Quando seguíamos pela mão do nosso pai e passávamos perto, havia sempre perguntas a fazer a que ele respondia dentro das suas possibilidades e em linguagem que nos fosse perceptível.
Dizia-me que tinha sido um antigo convento a que chamavam das “Donas”.
Lembro-me que as paredes eram pintadas de ocre amarelo e foi-o assim durante alguns anos. Os terrenos adjacentes e que eu percorria quando ia a casa de meus avós, estavam apenas terraplenados. Se no Inverno as poças provocavam lamaçal, no Verão ou no Outono, quando se levantava ventania, vinham nuvens de poeira que tapavam o nosso horizonte e nos deixavam todos sujos. Era isto o Campo-Fora-de-Vila como então chamávamos ao já oficialmente Campo de Sá da Bandeira.
A estrada para Lisboa passava junto ao muro do Seminário e em frente da Rua Teixeira Guedes, aos Correios, havia a “Gaiola do Canário”, como chamávamos a uma cabina semafórica manual, de forma cilíndrica, envidraçada até ao meio na parte superior e pintada de vermelho, se a memória não me atraiçoa. A estrada contornava o Largo das Amoreiras, curvando à Fonte do Boneco.
No Campo-Fora-de-Vila só havia meia dúzia de árvores junto a um velho e derruído muro e onde se encontra hoje uma estação rodoviária. Chamávamos a estas árvores “bagueiras” pois davam um pequeno fruto esférico, preto quando maduro e que apreciávamos muito o seu gosto.
Era neste campo que se realizava a instrução militar e aproveitavam a sombra destas árvores para apresentar armamento e outras lições do tipo. Muitas vezes ali nos quedávamos a ouvir as lições e quando chegávamos a casa, havia “barulho”
Também aqui se realizavam as feiras anuais e os mercados de gado e também grandes largadas de toiros de que ainda me lembro. Velhos tempos!
Mas, não é sobre o Campo-Fora-de-Vila que nos propusemos escrever alguma coisa, mas sim sobre o Convento das Donas, como me ensinou meu pai.

Tarefa 1: Extraia do texto de leitura o trecho que começa em "Lembro-me que as" e prossegue até "Sá da Bandeira.".
Tarefa 2: No texto de leitura, que nome se dava à cabina semafórica manual que havia em frente da Rua Teixeira Guedes?
Tarefa 3: Enumere todas as atividades que, segundo o texto de leitura, se realizavam no Campo-Fora-de-Vila.

Dados de localização de objetos em linguagem natural:
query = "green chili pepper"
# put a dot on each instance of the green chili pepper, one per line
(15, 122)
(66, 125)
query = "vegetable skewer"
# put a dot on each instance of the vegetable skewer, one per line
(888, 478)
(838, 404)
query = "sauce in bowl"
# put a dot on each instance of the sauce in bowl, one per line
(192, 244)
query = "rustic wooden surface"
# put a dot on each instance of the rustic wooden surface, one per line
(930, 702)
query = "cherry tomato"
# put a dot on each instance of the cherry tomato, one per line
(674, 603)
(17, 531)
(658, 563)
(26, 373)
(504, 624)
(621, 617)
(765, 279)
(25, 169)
* * *
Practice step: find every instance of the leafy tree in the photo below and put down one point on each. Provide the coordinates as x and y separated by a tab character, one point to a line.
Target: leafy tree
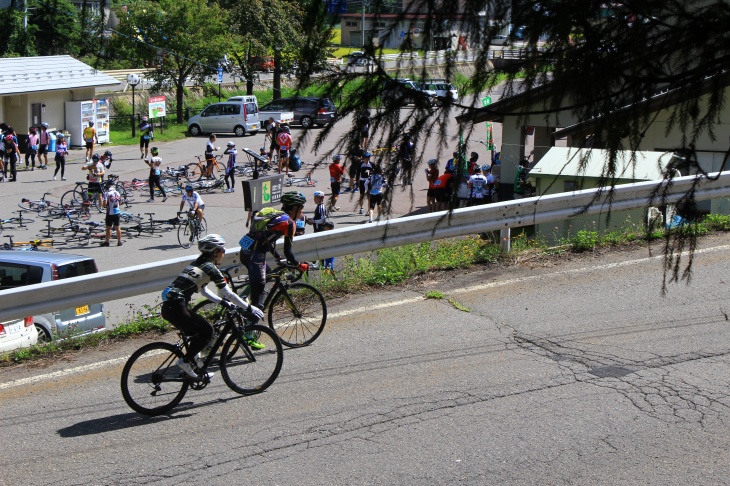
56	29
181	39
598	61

Resultado 1:
Lembro-me que as paredes eram pintadas de ocre amarelo e foi-o assim durante alguns anos. Os terrenos adjacentes e que eu percorria quando ia a casa de meus avós, estavam apenas terraplenados. Se no Inverno as poças provocavam lamaçal, no Verão ou no Outono, quando se levantava ventania, vinham nuvens de poeira que tapavam o nosso horizonte e nos deixavam todos sujos. Era isto o Campo-Fora-de-Vila como então chamávamos ao já oficialmente Campo de Sá da Bandeira.

Resultado 2: "Gaiola do Canário".

Resultado 3:
- instrução militar
- feiras anuais
- mercados de gado
- largadas de toiros